== MATERIAL TO PROCESS

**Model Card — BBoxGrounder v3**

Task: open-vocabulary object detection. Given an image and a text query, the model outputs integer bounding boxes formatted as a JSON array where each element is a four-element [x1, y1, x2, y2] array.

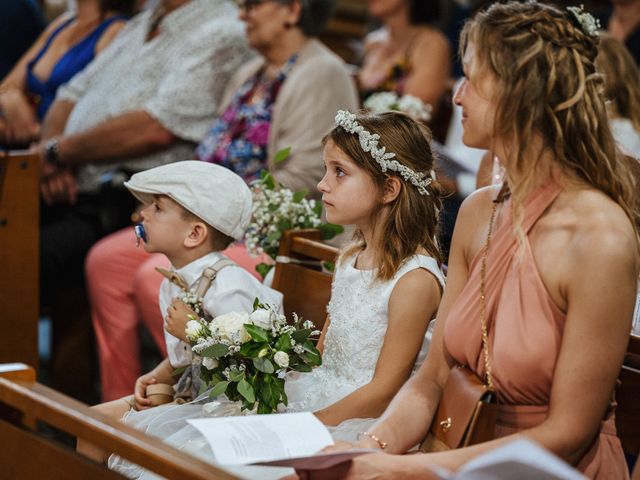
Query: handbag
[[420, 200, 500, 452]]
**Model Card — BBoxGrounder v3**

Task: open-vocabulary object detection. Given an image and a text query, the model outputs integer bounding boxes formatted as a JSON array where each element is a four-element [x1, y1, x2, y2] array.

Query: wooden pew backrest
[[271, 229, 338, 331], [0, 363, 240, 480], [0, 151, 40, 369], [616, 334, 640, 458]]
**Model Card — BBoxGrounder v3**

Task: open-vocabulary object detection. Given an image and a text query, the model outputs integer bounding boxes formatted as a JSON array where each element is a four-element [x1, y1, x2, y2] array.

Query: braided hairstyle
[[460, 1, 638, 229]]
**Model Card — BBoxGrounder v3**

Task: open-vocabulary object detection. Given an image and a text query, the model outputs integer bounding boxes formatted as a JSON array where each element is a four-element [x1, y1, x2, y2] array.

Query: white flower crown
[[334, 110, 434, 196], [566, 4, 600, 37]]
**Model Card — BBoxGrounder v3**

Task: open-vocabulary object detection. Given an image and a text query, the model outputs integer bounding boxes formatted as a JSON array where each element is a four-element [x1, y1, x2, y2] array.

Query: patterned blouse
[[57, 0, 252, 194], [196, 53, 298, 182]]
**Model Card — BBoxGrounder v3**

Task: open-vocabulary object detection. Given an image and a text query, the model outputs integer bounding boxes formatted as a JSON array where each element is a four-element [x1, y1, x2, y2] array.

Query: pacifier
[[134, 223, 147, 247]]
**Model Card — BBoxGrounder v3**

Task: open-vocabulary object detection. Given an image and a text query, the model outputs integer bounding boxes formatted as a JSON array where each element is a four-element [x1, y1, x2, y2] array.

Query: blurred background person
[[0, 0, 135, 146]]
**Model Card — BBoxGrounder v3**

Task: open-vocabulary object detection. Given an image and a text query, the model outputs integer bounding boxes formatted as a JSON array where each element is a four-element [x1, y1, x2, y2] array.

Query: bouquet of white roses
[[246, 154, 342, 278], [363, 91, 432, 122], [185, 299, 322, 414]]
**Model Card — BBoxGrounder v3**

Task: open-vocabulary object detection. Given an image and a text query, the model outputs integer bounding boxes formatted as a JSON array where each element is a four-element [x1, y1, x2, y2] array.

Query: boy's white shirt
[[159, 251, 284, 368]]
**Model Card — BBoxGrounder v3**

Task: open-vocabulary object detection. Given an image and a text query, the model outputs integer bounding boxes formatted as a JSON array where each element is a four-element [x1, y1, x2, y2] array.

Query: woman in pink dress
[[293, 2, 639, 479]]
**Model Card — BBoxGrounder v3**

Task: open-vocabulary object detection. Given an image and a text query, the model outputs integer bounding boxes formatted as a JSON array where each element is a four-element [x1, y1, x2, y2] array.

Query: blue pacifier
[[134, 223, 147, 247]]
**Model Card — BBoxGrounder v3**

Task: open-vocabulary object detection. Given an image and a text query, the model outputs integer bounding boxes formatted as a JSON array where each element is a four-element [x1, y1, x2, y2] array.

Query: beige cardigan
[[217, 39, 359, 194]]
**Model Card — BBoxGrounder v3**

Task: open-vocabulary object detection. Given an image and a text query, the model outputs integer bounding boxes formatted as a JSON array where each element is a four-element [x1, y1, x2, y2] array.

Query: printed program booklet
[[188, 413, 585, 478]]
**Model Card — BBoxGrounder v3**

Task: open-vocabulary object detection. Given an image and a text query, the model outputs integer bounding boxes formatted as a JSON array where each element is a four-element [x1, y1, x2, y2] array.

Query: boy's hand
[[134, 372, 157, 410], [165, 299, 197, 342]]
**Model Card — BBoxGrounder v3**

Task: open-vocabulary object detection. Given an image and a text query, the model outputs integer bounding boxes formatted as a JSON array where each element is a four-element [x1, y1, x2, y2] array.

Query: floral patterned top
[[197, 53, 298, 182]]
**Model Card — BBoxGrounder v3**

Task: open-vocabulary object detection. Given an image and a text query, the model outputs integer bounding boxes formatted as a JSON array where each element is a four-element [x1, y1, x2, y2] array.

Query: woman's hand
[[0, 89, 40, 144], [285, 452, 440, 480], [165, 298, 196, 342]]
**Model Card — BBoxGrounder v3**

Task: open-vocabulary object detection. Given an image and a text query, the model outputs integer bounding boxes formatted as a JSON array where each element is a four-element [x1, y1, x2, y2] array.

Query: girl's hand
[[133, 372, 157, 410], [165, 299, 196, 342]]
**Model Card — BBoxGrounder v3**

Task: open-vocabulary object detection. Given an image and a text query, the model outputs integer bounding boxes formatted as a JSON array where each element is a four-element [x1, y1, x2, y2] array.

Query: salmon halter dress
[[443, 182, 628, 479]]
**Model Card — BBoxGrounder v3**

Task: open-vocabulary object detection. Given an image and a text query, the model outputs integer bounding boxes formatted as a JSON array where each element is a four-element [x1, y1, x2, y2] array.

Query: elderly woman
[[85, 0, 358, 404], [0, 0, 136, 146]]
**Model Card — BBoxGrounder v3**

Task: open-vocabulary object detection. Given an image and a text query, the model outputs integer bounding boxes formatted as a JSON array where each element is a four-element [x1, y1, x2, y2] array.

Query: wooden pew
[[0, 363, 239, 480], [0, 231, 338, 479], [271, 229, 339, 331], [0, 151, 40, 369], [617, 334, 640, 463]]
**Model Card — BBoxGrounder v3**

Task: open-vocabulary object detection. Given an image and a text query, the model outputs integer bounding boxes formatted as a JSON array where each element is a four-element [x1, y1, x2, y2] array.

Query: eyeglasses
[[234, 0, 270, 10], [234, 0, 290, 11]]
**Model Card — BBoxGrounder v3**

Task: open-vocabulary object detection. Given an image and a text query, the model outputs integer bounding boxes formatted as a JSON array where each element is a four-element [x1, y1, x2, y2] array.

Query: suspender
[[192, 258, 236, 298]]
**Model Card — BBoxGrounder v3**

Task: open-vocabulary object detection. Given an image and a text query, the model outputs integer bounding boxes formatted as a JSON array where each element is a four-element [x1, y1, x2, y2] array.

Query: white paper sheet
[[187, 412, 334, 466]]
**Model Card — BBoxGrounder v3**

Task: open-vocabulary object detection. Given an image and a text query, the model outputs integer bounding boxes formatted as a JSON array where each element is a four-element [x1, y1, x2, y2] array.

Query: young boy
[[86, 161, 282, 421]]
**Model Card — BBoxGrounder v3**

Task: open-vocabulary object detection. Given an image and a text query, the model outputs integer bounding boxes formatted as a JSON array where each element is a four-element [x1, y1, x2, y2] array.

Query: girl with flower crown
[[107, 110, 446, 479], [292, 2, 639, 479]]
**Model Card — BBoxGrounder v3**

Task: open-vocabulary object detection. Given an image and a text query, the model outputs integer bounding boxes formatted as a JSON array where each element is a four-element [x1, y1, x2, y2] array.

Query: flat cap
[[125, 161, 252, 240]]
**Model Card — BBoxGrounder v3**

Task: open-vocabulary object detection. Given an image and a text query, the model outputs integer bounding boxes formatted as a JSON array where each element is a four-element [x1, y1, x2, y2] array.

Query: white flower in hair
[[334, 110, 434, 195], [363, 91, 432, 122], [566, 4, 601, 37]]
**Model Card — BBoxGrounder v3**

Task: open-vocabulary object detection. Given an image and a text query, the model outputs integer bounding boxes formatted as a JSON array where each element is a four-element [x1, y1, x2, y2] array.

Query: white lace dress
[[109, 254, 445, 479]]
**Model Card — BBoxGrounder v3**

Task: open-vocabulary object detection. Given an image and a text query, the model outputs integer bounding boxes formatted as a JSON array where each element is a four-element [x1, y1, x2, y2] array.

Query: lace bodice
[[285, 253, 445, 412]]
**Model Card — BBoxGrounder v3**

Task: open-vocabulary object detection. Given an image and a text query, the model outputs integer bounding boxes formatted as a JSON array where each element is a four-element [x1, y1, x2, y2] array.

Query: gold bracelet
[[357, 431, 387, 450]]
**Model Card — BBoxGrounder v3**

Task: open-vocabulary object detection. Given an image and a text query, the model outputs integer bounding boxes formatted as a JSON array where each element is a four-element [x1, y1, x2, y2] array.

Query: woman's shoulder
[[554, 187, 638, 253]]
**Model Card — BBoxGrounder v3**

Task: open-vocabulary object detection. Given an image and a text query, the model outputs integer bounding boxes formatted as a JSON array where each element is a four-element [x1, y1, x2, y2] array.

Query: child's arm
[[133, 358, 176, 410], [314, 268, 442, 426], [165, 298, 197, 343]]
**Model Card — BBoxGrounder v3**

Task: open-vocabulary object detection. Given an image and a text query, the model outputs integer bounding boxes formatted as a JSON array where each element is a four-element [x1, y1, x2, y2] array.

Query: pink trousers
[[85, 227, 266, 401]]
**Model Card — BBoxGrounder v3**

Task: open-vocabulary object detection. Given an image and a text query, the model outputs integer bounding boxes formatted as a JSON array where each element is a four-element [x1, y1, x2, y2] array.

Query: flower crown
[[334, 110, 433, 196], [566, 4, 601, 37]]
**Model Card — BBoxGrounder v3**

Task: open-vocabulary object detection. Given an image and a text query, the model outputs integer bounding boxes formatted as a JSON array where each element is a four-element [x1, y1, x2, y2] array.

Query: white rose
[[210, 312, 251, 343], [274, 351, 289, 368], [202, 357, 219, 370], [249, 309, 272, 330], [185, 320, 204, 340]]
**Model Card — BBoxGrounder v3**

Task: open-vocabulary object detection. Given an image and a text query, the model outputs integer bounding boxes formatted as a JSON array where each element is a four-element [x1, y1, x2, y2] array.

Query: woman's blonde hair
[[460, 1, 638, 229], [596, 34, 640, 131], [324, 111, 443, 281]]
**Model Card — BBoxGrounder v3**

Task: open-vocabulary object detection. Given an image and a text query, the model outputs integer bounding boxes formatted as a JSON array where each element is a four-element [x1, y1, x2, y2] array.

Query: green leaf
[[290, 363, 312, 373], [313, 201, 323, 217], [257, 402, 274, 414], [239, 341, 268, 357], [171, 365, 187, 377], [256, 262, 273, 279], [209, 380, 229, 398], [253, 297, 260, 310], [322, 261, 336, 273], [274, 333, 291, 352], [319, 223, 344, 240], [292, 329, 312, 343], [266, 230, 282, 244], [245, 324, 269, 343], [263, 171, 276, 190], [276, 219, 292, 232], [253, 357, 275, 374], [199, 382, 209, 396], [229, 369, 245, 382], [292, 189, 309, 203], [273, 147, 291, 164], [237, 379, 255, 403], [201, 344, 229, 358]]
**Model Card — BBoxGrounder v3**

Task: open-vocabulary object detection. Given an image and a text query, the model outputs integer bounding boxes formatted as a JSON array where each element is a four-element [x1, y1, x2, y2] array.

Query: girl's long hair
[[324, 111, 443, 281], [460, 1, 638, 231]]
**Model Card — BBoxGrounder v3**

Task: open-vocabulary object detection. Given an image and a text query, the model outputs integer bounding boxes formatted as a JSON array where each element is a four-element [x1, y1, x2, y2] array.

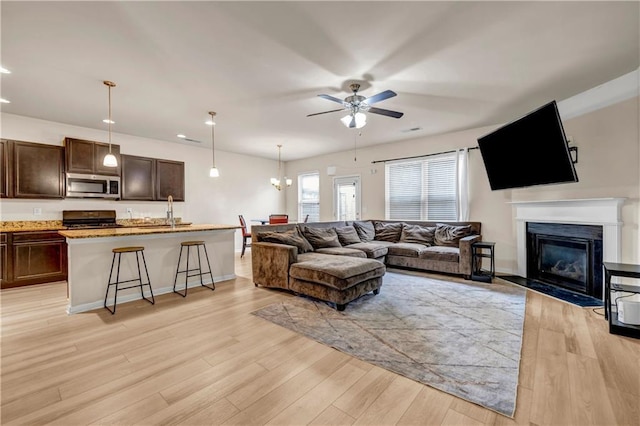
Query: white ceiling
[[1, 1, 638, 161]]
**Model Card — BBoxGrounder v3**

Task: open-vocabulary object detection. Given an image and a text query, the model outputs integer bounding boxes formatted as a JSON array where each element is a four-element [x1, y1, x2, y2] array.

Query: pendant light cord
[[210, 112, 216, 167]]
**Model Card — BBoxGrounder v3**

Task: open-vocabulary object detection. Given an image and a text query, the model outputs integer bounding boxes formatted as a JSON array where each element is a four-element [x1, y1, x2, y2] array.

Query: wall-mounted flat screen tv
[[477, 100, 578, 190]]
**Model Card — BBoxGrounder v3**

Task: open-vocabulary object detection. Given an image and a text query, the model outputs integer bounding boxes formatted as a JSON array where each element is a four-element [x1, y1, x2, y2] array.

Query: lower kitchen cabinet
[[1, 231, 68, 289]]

====

Return precisely the lines of the records, starting with the line that holds "Query: wall-mounted flat screen tv" and ending with the last one.

Query: wall-mounted flat screen tv
[[477, 100, 578, 190]]
**Model Card — BBoxGrounder v3**

Task: open-vocabulary object detection. Given an image and a text query, the model outputs integer bounding boxes formatted as a JSON array where each element is a four-element [x1, y1, x2, y2] array.

Query: lower kitchen cabinet
[[1, 231, 68, 289]]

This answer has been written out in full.